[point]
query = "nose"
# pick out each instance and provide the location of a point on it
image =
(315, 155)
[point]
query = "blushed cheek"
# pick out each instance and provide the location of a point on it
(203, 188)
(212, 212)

•••••

*SET EXERCISE*. Could you reproduce the records above word for word, with every line unchanged?

*REPLY TO THE TASK*.
[point]
query = "nose"
# pick out each instance and provide the location of a point on it
image =
(315, 155)
[point]
query = "blushed cheek"
# pick out each instance and provide the location of a point on it
(203, 188)
(212, 212)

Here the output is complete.